═══ Text
In the past six months, Global Travel Collection (GTC) has added 70 new independent contractors (ICs) to its ranks, growing at “a more aggressive clip than we were in regular times,” said GTC president Angie Licea.
But Licea’s aim is not to make GTC bigger. She wants the Internova Travel Group luxury division to be more influential.
“For us, this isn’t really about growth. We’re not trying to be bigger,” Licea said. “We’re trying to build our influence. As we’re bringing in advisors, we’re looking at what is this advisor potentially bringing to the company?”
In many cases, GTC is onboarding experienced advisors. The question, Licea said, is, “Can their volume help us leverage?”
When it becomes possible to gather again, a top priority for GTC will be holding a symposium to connect with its top suppliers, Licea said. GTC and the suppliers will work together to figure out what advisors and their consumers most need and how they can collaborate to get travelers on the move again.
Licea’s personal belief is that, going forward, preferred suppliers will become even more important to agencies.
“I do believe that agencies will start to narrow a bit on their focus of their preferred suppliers,” she said. “We cannot be the master of all. Nobody can.”
But in addition to experienced advisors, GTC is also onboarding newbies.
With no book of business, how can that help advance the goal of becoming more influential?
“That,” Licea said, “is our personal investment in the industry.”
Many who find their way to the industry stay in it for life. As Licea pointed out, it’s a common joke that, once you’re in travel, it’s hard to get out.
“We want to invest to ensure that our environment, travel agencies, are here for the long term,” she said. “That is our investment in our company, in the industry, to help grow people into advisors so that when the next group of advisors retire, we have the infrastructure and that bench set up so people can step in.”
While a number of advisors have left the industry during the pandemic, either by choice or by furlough or layoff, still others have been joining as advisors, despite the current travel environment.
Licea described it as “kind of like the stock market, where you’re hedging your bet. I think a lot of people have been displaced out of their industries and they’re saying, what can I do?”
══════
═══ Data shown
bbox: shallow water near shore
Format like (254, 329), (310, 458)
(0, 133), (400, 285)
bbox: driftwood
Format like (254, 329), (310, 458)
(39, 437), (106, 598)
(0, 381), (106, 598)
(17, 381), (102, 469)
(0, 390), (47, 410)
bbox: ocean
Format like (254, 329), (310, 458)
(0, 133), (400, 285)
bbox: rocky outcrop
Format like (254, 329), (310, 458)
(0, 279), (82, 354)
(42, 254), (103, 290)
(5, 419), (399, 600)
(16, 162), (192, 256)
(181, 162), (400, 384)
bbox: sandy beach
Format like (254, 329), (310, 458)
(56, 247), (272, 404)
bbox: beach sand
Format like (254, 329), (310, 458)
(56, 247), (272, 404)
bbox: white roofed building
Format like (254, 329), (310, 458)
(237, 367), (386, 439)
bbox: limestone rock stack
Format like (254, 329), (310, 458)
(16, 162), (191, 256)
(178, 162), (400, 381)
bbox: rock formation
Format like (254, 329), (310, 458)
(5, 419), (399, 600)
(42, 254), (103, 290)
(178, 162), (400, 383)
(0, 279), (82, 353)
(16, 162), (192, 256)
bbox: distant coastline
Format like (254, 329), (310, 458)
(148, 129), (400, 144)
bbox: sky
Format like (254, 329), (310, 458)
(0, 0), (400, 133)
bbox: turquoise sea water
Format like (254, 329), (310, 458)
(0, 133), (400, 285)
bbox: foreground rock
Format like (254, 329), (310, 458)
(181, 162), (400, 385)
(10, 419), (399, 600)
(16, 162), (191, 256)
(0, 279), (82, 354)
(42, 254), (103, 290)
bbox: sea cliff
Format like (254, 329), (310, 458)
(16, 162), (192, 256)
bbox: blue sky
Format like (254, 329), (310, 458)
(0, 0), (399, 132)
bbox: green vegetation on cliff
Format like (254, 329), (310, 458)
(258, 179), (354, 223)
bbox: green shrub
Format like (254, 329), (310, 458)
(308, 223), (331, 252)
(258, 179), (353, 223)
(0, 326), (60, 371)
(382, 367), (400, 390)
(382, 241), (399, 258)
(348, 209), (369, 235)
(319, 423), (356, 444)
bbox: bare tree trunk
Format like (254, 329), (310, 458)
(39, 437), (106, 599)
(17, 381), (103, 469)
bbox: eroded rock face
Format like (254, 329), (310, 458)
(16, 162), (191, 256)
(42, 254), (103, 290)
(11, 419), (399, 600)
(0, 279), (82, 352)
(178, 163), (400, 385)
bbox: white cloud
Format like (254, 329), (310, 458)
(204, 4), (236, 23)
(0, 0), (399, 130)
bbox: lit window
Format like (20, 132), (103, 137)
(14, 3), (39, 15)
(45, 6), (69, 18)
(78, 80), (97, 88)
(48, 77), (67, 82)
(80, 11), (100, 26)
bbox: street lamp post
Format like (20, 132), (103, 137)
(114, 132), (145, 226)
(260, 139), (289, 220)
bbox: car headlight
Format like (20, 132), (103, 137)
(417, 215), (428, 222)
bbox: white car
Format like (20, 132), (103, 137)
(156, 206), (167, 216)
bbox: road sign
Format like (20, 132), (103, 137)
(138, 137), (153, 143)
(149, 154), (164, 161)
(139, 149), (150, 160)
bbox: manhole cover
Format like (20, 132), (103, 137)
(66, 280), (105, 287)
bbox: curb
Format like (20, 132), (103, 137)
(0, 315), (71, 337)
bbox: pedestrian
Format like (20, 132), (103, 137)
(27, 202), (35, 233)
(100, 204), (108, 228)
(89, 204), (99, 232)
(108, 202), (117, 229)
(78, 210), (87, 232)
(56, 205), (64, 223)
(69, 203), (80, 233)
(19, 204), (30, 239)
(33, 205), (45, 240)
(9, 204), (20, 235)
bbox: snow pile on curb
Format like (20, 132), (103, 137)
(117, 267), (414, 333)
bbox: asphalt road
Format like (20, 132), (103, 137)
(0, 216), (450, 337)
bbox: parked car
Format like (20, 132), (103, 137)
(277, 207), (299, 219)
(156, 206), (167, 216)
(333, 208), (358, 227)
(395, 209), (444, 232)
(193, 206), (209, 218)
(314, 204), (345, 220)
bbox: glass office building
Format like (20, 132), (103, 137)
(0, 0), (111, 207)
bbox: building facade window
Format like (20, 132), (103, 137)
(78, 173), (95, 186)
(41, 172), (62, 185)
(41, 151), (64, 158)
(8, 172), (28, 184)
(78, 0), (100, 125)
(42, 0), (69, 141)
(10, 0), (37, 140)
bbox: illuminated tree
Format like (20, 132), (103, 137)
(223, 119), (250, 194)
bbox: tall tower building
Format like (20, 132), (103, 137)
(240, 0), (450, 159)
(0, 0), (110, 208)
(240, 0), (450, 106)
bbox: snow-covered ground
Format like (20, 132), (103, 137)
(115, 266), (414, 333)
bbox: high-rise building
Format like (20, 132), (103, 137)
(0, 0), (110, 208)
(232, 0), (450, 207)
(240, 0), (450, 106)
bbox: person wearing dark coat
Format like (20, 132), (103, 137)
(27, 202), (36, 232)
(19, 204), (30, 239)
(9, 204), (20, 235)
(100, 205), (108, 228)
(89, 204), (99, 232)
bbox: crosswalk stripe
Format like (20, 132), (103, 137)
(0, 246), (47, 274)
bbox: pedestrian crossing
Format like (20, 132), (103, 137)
══════
:: Action item ::
Continue the article about Global Travel Collection's new advisors from its last sentence.

:: Response area ::
A number of people also probably got used to working from home and decided to look for careers that would enable them to keep home offices.
GTC has a number of brands advisors can choose: Protravel International, Tzell Travel Group, Colletts Travel, Andrew Harper, In the Know Experiences, All Star Travel Group and R. Crusoe & Son.
Its ICs choose the brand that most resonates with them. Licea said a number of ICs are actually choosing to use the GTC branding, something she welcomes.
Bookings, especially for 2022, have been returning, Licea said. Spring dates and the holiday season for 2021 have also been popular. Andrew Harper, for instance, had what was likely its best month in January since March 2020, when the pandemic hit, doing 50% of its 2019 volume.
One word comes to Licea’s mind when she thinks about travel advisors in recent months: nimble.
For instance, Mexico was selling well recently, until the CDC required all travelers entering the U.S. to provide proof of a negative coronavirus test. Cancellations abounded, but there was a silver lining — instead of canceling travel altogether, Licea said, travelers shifted to Hawaii, part of the U.S. and therefore exempt of the testing requirement upon return.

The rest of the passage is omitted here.